# [Goal of the exercise]
For the material below, return exactly the lines starting at the line containing "Find the wooden shelf" and ending at the line containing "Find the mosaic", both ends included, and no others.

# [Data shown]
• • • • • • •

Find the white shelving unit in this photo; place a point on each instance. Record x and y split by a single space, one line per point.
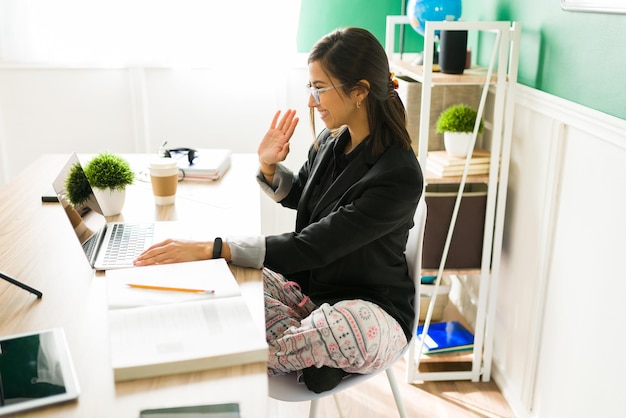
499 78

• • • • • • •

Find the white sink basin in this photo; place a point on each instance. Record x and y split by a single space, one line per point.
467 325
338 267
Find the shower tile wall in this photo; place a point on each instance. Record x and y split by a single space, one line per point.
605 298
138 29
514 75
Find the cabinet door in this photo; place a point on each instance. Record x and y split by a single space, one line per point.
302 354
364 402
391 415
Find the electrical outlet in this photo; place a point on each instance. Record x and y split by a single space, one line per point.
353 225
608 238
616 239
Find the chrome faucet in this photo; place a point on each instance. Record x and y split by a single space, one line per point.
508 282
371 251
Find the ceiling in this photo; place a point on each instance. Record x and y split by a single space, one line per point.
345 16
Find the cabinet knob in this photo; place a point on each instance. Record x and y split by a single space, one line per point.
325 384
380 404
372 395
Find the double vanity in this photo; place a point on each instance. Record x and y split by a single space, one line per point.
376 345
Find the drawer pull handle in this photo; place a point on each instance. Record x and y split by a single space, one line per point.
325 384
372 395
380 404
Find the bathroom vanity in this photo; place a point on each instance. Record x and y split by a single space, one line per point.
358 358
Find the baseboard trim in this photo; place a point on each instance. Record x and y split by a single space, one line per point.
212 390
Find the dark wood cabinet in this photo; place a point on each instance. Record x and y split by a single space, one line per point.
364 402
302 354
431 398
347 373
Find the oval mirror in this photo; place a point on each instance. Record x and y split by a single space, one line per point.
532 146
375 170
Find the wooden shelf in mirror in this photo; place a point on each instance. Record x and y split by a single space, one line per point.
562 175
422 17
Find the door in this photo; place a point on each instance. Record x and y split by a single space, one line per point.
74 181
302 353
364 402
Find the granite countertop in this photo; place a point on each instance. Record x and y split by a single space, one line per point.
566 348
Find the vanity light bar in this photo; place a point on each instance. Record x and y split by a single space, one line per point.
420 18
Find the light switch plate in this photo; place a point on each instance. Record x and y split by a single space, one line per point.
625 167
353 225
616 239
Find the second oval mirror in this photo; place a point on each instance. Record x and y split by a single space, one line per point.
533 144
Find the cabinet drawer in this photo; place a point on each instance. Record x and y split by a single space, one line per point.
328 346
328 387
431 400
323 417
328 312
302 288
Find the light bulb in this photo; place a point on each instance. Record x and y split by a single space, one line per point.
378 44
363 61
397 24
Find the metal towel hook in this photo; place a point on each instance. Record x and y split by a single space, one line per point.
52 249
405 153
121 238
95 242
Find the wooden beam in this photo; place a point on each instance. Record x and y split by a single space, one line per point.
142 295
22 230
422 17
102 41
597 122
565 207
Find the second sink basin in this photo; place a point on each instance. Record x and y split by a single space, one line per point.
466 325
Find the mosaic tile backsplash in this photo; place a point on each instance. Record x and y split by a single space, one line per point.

• • • • • • •

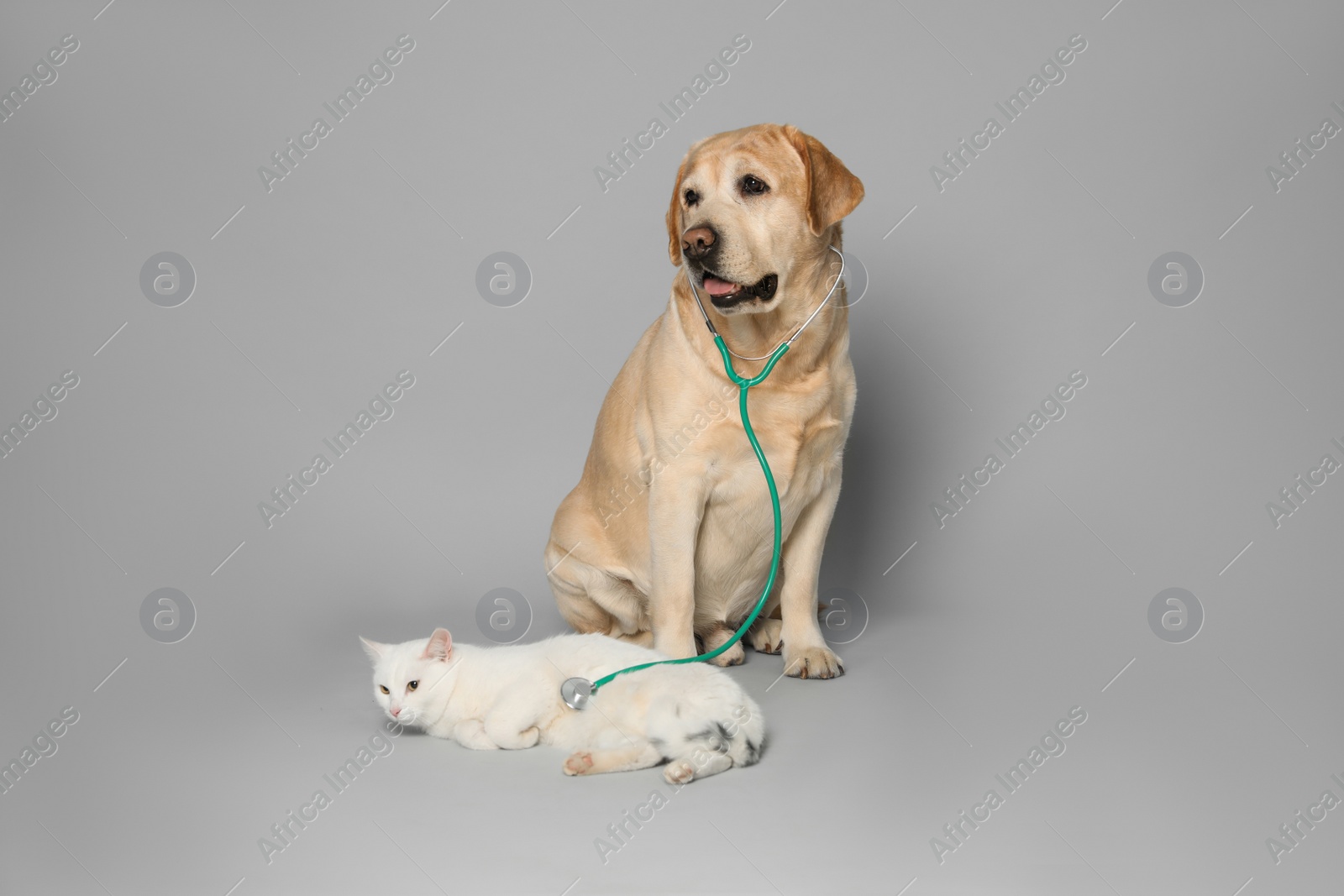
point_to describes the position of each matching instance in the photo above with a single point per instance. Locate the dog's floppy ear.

• • • • • • •

# [Solution]
Find the wooden shelf in mirror in this photo; place a point on each instance. Record x and y split by a single space, one line per point.
562 175
422 17
Find the door in this photo; place a point on each instance. Record x and y split by a single space, one line per point.
74 181
302 353
364 402
Find the granite countertop in this photo; place a point on each instance. Record x and y split by a single space, one line per point.
566 348
Find the vanity light bar in this photo; place a point on each instance. Record x and y split by a single space, one line per point.
420 18
Find the light switch plate in this photo; place a point on each instance. Record x and y split by a single space, one line per point.
625 167
353 225
616 239
Find the second oval mirror in this photo; place a point on each instance. Record x and y split by a single space, one line per point.
533 144
Find the cabinet drawer in this photo; place a point on each instance. Record x and y split by a single space, one line per point.
328 346
328 387
431 400
323 417
328 312
302 288
Find the light bulb in this photo; place a point on each instance. Record x and y split by a single space, one line per point.
378 44
363 61
397 24
Find the metal towel hook in this photo; place a point on each instance. Record x and y split by a single space, one line per point.
52 249
405 153
121 238
95 242
Find the wooden beam in this photo; place a point on each instance. Record x and y split by a single space, one line per point.
142 295
22 230
422 17
102 41
597 122
565 207
Find the second sink basin in this photo; place a point on each instance. Record x and y split by a single space, one line per point.
466 325
Find the mosaic tile backsplash in this photo; place a point on each instance. Record x and y split by a single space, one line per point.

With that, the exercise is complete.